**READING PASSAGE:**
# Actor Critic

In [1]:
from copy import deepcopy
import numpy as np
import torch
import torch.nn as nn
import torch.optim as optim

In [2]:
class CliffWalkingEnv:

    def __init__(self):
        self.num_of_rows = 6
        self.num_of_cols = 10
        self.start_state = (5, 0)
        self.terminal_state = (5, 9)
        self.cliff_states = [(5, i) for i in range(1, 8)]
        self.current_state = None
        self.directions = [
            ((+0, +1), 'up', '⬆'),
            ((+1, +0), 'down', '⬇'),
            ((+0, -1), 'left', '⬅'),
            ((-1, +0), 'right', '➡')
        ]

    def step(self, action):
        x, y = self.current_state
        dx, dy = self.directions[action][0]
        nx, ny = x + dx, y + dy
        next_state = (nx, ny)
        if 0 <= nx < self.num_of_rows and 0 <= ny < self.num_of_cols:
            self.current_state = next_state

        reward = -5.0
        is_terminal = False
        if self.current_state in self.cliff_states:
            reward = -100.0
            self.current_state = deepcopy(self.start_state)
        elif self.current_state == self.terminal_state:
            is_terminal = True
        next_state_id = self.cords_to_state_id(self.current_state)

**DATASET EXCERPT:**
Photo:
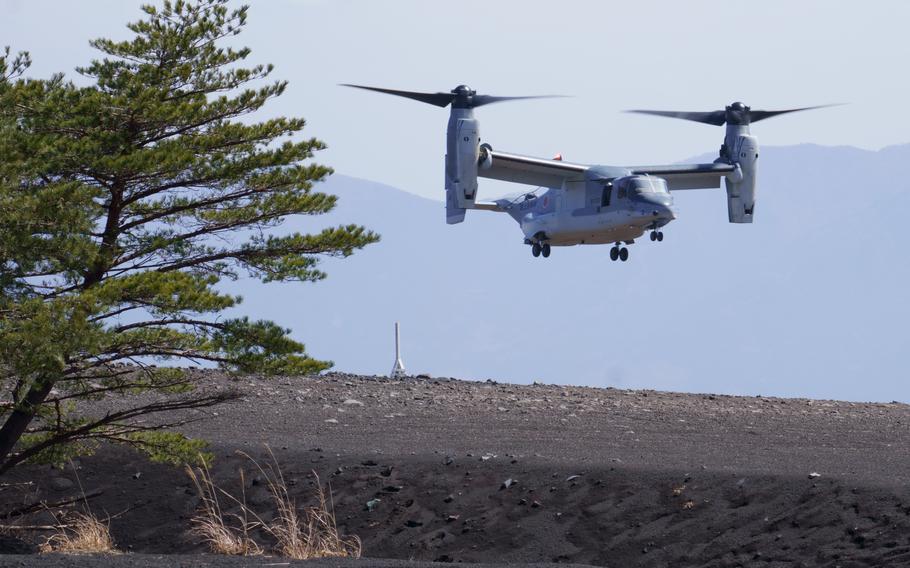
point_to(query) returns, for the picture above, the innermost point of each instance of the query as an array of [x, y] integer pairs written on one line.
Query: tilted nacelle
[[462, 155], [742, 183]]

**TASK OBJECTIVE:** Rewrite the Actor Critic code from "self.cliff_states = [(5, i)" to "((-1, +0), 'right', '➡')", replacing "cliff_states" with "hazard_states".

**OUTPUT:**
self.hazard_states = [(5, i) for i in range(1, 8)]
        self.current_state = None
        self.directions = [
            ((+0, +1), 'up', '⬆'),
            ((+1, +0), 'down', '⬇'),
            ((+0, -1), 'left', '⬅'),
            ((-1, +0), 'right', '➡')